* **RECORD EXTRACTS**
= = =

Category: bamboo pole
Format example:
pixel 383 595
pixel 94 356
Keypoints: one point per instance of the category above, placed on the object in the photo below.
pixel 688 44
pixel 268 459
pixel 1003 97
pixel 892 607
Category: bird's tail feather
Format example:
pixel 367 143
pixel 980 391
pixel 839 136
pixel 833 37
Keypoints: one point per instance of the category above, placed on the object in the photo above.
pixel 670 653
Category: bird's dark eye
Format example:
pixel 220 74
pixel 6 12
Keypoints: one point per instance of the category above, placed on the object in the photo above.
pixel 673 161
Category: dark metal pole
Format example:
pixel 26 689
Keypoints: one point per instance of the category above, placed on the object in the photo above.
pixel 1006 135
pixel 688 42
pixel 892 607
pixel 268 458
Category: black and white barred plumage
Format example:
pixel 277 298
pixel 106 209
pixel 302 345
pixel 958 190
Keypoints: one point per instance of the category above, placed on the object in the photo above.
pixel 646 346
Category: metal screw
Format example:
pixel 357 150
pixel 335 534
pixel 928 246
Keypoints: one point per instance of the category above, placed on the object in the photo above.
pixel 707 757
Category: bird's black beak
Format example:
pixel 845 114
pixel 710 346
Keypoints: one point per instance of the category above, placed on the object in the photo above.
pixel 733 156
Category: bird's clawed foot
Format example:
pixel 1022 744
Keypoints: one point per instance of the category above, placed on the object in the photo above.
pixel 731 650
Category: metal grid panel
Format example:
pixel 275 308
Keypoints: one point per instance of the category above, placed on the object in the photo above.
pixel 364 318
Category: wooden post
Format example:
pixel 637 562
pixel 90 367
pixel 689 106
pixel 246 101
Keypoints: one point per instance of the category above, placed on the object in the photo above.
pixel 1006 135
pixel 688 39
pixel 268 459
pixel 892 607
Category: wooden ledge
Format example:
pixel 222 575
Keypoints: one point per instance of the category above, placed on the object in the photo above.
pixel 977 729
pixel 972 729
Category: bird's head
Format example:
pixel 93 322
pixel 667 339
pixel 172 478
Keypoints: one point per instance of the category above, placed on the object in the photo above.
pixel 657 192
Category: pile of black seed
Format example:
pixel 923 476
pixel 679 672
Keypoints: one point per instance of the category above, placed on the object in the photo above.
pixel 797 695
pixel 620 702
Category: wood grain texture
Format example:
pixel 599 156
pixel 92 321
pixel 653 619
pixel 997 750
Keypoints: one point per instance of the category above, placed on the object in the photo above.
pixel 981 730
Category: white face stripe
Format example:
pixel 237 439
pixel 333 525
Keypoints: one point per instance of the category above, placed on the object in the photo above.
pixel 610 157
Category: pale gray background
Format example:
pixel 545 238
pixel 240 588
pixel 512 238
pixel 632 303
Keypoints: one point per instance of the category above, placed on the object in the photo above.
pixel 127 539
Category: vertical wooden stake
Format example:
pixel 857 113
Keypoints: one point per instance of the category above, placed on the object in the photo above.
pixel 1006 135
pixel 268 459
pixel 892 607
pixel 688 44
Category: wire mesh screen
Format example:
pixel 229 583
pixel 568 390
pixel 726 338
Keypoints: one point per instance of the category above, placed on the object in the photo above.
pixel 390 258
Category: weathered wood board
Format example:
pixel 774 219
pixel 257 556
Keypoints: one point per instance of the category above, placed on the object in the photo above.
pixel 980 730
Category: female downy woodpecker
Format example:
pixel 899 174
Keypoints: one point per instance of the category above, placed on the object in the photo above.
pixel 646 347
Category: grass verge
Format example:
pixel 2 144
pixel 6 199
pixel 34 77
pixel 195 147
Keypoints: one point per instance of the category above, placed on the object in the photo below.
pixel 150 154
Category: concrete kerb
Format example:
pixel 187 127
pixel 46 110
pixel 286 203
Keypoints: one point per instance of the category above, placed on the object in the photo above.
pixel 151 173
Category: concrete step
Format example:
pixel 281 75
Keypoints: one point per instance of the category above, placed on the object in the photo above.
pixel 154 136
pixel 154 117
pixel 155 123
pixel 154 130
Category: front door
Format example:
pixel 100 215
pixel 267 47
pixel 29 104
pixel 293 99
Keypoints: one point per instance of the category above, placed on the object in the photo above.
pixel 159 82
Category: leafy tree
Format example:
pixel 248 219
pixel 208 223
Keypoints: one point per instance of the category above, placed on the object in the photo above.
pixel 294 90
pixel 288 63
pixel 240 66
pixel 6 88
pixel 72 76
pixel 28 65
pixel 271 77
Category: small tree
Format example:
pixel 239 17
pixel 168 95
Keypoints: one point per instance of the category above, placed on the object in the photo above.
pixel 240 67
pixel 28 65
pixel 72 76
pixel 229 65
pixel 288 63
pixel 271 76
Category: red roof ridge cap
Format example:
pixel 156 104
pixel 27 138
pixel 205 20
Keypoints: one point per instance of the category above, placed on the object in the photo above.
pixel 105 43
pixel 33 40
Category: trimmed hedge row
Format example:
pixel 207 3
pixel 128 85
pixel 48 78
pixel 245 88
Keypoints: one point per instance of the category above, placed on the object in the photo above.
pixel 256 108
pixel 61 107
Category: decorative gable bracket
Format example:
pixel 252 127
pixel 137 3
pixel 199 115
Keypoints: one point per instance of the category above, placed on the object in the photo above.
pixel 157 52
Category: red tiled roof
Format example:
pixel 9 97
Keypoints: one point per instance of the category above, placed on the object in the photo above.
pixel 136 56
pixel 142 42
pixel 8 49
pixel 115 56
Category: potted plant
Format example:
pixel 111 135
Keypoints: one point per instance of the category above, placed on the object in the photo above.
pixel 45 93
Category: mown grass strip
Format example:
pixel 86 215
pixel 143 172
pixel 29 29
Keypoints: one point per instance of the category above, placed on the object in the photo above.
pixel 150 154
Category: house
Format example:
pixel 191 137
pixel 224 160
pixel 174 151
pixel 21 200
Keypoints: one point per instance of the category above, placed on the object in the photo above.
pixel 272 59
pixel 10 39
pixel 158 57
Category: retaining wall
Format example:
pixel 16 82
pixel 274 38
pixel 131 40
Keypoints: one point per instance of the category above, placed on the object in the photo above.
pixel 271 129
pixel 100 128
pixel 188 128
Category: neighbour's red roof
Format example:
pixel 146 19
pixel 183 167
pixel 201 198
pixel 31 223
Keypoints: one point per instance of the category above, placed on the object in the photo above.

= = =

* **EXERCISE AIM**
Please convert every line of the entries above into a Markdown table with two columns, No. and Text. Number the rows in order under No., put each line under Text, and leave out blank lines.

* **FINAL RESULT**
| No. | Text |
|---|---|
| 1 | Category: bamboo pole |
| 2 | Format example: |
| 3 | pixel 383 595 |
| 4 | pixel 94 356 |
| 5 | Keypoints: one point per instance of the category above, placed on the object in the photo below. |
| 6 | pixel 688 44 |
| 7 | pixel 268 459 |
| 8 | pixel 1003 97 |
| 9 | pixel 892 607 |
| 10 | Category: bird's tail feather |
| 11 | Format example: |
| 12 | pixel 367 143 |
| 13 | pixel 980 391 |
| 14 | pixel 839 136 |
| 15 | pixel 833 37 |
| 16 | Keypoints: one point per instance of the category above, placed on the object in the photo above. |
| 17 | pixel 670 653 |
| 18 | Category: bird's dark eye |
| 19 | Format example: |
| 20 | pixel 220 74 |
| 21 | pixel 6 12 |
| 22 | Keypoints: one point per instance of the category above, placed on the object in the photo above. |
| 23 | pixel 673 161 |
| 24 | Category: dark metal pole |
| 25 | Format example: |
| 26 | pixel 26 689 |
| 27 | Keypoints: one point per instance of the category above, placed on the object in the photo above. |
| 28 | pixel 1006 135 |
| 29 | pixel 688 42 |
| 30 | pixel 892 607 |
| 31 | pixel 268 458 |
| 32 | Category: black and white barred plumage |
| 33 | Format example: |
| 34 | pixel 277 298 |
| 35 | pixel 106 209 |
| 36 | pixel 302 345 |
| 37 | pixel 958 190 |
| 38 | Keypoints: one point per instance of the category above, placed on the object in the photo above. |
| 39 | pixel 646 346 |
| 40 | Category: metal screw |
| 41 | Format example: |
| 42 | pixel 357 150 |
| 43 | pixel 335 534 |
| 44 | pixel 928 246 |
| 45 | Keypoints: one point per instance of the category above, placed on the object in the photo above. |
| 46 | pixel 707 757 |
| 47 | Category: bird's black beak |
| 48 | Format example: |
| 49 | pixel 845 114 |
| 50 | pixel 710 346 |
| 51 | Keypoints: one point per instance of the category above, placed on the object in the photo above. |
| 52 | pixel 733 156 |
| 53 | Category: bird's clawed foot |
| 54 | Format example: |
| 55 | pixel 1022 744 |
| 56 | Keypoints: one point per instance of the category above, placed on the object in the photo above. |
| 57 | pixel 731 650 |
| 58 | Category: metal grid panel |
| 59 | Format example: |
| 60 | pixel 275 308 |
| 61 | Keypoints: one point per instance of the category above, placed on the object in the photo above. |
| 62 | pixel 364 318 |
| 63 | Category: wooden post |
| 64 | Format example: |
| 65 | pixel 637 562 |
| 66 | pixel 90 367 |
| 67 | pixel 689 106 |
| 68 | pixel 246 101 |
| 69 | Keypoints: one point per instance of the category above, placed on the object in the photo above. |
| 70 | pixel 1006 135 |
| 71 | pixel 688 39 |
| 72 | pixel 268 459 |
| 73 | pixel 892 607 |
| 74 | Category: wooden ledge |
| 75 | Format example: |
| 76 | pixel 222 575 |
| 77 | Keypoints: one point per instance of the category above, placed on the object in the photo above. |
| 78 | pixel 977 729 |
| 79 | pixel 972 729 |
| 80 | Category: bird's head |
| 81 | Format example: |
| 82 | pixel 93 322 |
| 83 | pixel 667 339 |
| 84 | pixel 172 478 |
| 85 | Keypoints: one point per instance of the category above, placed on the object in the photo above. |
| 86 | pixel 657 192 |
| 87 | Category: pile of black seed |
| 88 | Format example: |
| 89 | pixel 923 476 |
| 90 | pixel 679 672 |
| 91 | Keypoints: one point per instance of the category above, placed on the object in the photo above. |
| 92 | pixel 797 695 |
| 93 | pixel 620 702 |
| 94 | Category: wood grain texture |
| 95 | Format example: |
| 96 | pixel 599 156 |
| 97 | pixel 92 321 |
| 98 | pixel 653 619 |
| 99 | pixel 997 750 |
| 100 | Keypoints: one point per instance of the category above, placed on the object in the photo above. |
| 101 | pixel 981 730 |
| 102 | Category: white face stripe |
| 103 | Format example: |
| 104 | pixel 237 439 |
| 105 | pixel 333 525 |
| 106 | Keypoints: one point per instance of the category above, placed on the object in the photo above. |
| 107 | pixel 610 157 |
| 108 | Category: pale gray background |
| 109 | Format example: |
| 110 | pixel 545 238 |
| 111 | pixel 240 588 |
| 112 | pixel 512 238 |
| 113 | pixel 632 303 |
| 114 | Keypoints: one point per instance of the category above, placed on the object in the photo above. |
| 115 | pixel 127 539 |
| 116 | Category: vertical wooden stake |
| 117 | Format example: |
| 118 | pixel 857 113 |
| 119 | Keypoints: one point per instance of the category above, placed on the object in the photo above. |
| 120 | pixel 1006 135 |
| 121 | pixel 268 459 |
| 122 | pixel 892 607 |
| 123 | pixel 688 44 |
| 124 | Category: wire mesh screen |
| 125 | Format example: |
| 126 | pixel 229 583 |
| 127 | pixel 568 390 |
| 128 | pixel 726 338 |
| 129 | Keypoints: one point per instance of the category above, placed on the object in the photo above. |
| 130 | pixel 390 258 |
| 131 | Category: weathered wood board |
| 132 | Format example: |
| 133 | pixel 774 219 |
| 134 | pixel 257 556 |
| 135 | Keypoints: one point per instance of the category above, placed on the object in the photo above. |
| 136 | pixel 980 730 |
| 137 | Category: female downy woodpecker |
| 138 | Format example: |
| 139 | pixel 899 174 |
| 140 | Keypoints: one point per instance of the category above, placed on the object in the photo above. |
| 141 | pixel 646 347 |
| 142 | Category: grass verge |
| 143 | Format example: |
| 144 | pixel 2 144 |
| 145 | pixel 6 199 |
| 146 | pixel 34 77 |
| 147 | pixel 195 147 |
| 148 | Keypoints: one point per instance of the category above, placed on the object in the photo below. |
| 149 | pixel 150 154 |
| 150 | Category: concrete kerb |
| 151 | Format example: |
| 152 | pixel 187 127 |
| 153 | pixel 46 110 |
| 154 | pixel 286 203 |
| 155 | Keypoints: one point per instance of the category above, placed on the object in the photo above. |
| 156 | pixel 151 173 |
| 157 | Category: concrete step |
| 158 | Format example: |
| 159 | pixel 281 75 |
| 160 | Keypoints: one point per instance of the category above, placed on the object in the photo above. |
| 161 | pixel 154 136 |
| 162 | pixel 154 117 |
| 163 | pixel 155 123 |
| 164 | pixel 154 130 |
| 165 | Category: front door |
| 166 | Format example: |
| 167 | pixel 100 215 |
| 168 | pixel 267 47 |
| 169 | pixel 29 104 |
| 170 | pixel 293 99 |
| 171 | Keypoints: one point per instance of the category above, placed on the object in the photo above. |
| 172 | pixel 159 82 |
| 173 | Category: leafy tree |
| 174 | Format example: |
| 175 | pixel 248 219 |
| 176 | pixel 208 223 |
| 177 | Keypoints: one point per instance of the category above, placed on the object in the photo above. |
| 178 | pixel 294 90 |
| 179 | pixel 288 63 |
| 180 | pixel 240 66 |
| 181 | pixel 6 88 |
| 182 | pixel 72 76 |
| 183 | pixel 28 65 |
| 184 | pixel 271 77 |
| 185 | Category: small tree |
| 186 | Format example: |
| 187 | pixel 239 17 |
| 188 | pixel 168 95 |
| 189 | Keypoints: one point per instance of the category above, placed on the object in the photo above. |
| 190 | pixel 240 67 |
| 191 | pixel 28 65 |
| 192 | pixel 72 76 |
| 193 | pixel 229 65 |
| 194 | pixel 288 63 |
| 195 | pixel 271 76 |
| 196 | Category: red roof ridge cap |
| 197 | Format example: |
| 198 | pixel 156 104 |
| 199 | pixel 27 138 |
| 200 | pixel 205 20 |
| 201 | Keypoints: one point per instance of the category above, placed on the object in the photo above. |
| 202 | pixel 105 43 |
| 203 | pixel 33 40 |
| 204 | Category: trimmed hedge row |
| 205 | Format example: |
| 206 | pixel 207 3 |
| 207 | pixel 128 85 |
| 208 | pixel 48 78 |
| 209 | pixel 245 88 |
| 210 | Keypoints: one point per instance of the category above, placed on the object in the photo above. |
| 211 | pixel 256 108 |
| 212 | pixel 61 107 |
| 213 | Category: decorative gable bracket |
| 214 | Format example: |
| 215 | pixel 252 127 |
| 216 | pixel 137 3 |
| 217 | pixel 199 115 |
| 218 | Keypoints: one point per instance of the category above, placed on the object in the photo above. |
| 219 | pixel 157 52 |
| 220 | Category: red tiled roof |
| 221 | Format example: |
| 222 | pixel 9 97 |
| 223 | Keypoints: one point per instance of the category above, placed on the object in the photo above. |
| 224 | pixel 136 56 |
| 225 | pixel 142 42 |
| 226 | pixel 8 49 |
| 227 | pixel 115 56 |
| 228 | Category: potted plant |
| 229 | Format example: |
| 230 | pixel 111 135 |
| 231 | Keypoints: one point per instance of the category above, placed on the object in the photo above. |
| 232 | pixel 45 93 |
| 233 | Category: mown grass strip |
| 234 | Format example: |
| 235 | pixel 86 215 |
| 236 | pixel 143 172 |
| 237 | pixel 29 29 |
| 238 | Keypoints: one point per instance of the category above, placed on the object in the photo above. |
| 239 | pixel 150 154 |
| 240 | Category: house |
| 241 | Format example: |
| 242 | pixel 191 137 |
| 243 | pixel 224 160 |
| 244 | pixel 174 151 |
| 245 | pixel 21 200 |
| 246 | Keypoints: one point per instance of the category above, placed on the object in the photo above. |
| 247 | pixel 272 59 |
| 248 | pixel 10 39 |
| 249 | pixel 158 57 |
| 250 | Category: retaining wall |
| 251 | Format example: |
| 252 | pixel 16 82 |
| 253 | pixel 274 38 |
| 254 | pixel 131 40 |
| 255 | Keypoints: one point per instance of the category above, placed on the object in the photo above. |
| 256 | pixel 271 129 |
| 257 | pixel 100 128 |
| 258 | pixel 188 128 |
| 259 | Category: neighbour's red roof |
| 260 | Format example: |
| 261 | pixel 146 19 |
| 262 | pixel 183 167 |
| 263 | pixel 201 198 |
| 264 | pixel 31 223 |
| 265 | Keypoints: one point per instance of the category above, placed on the object in the photo above. |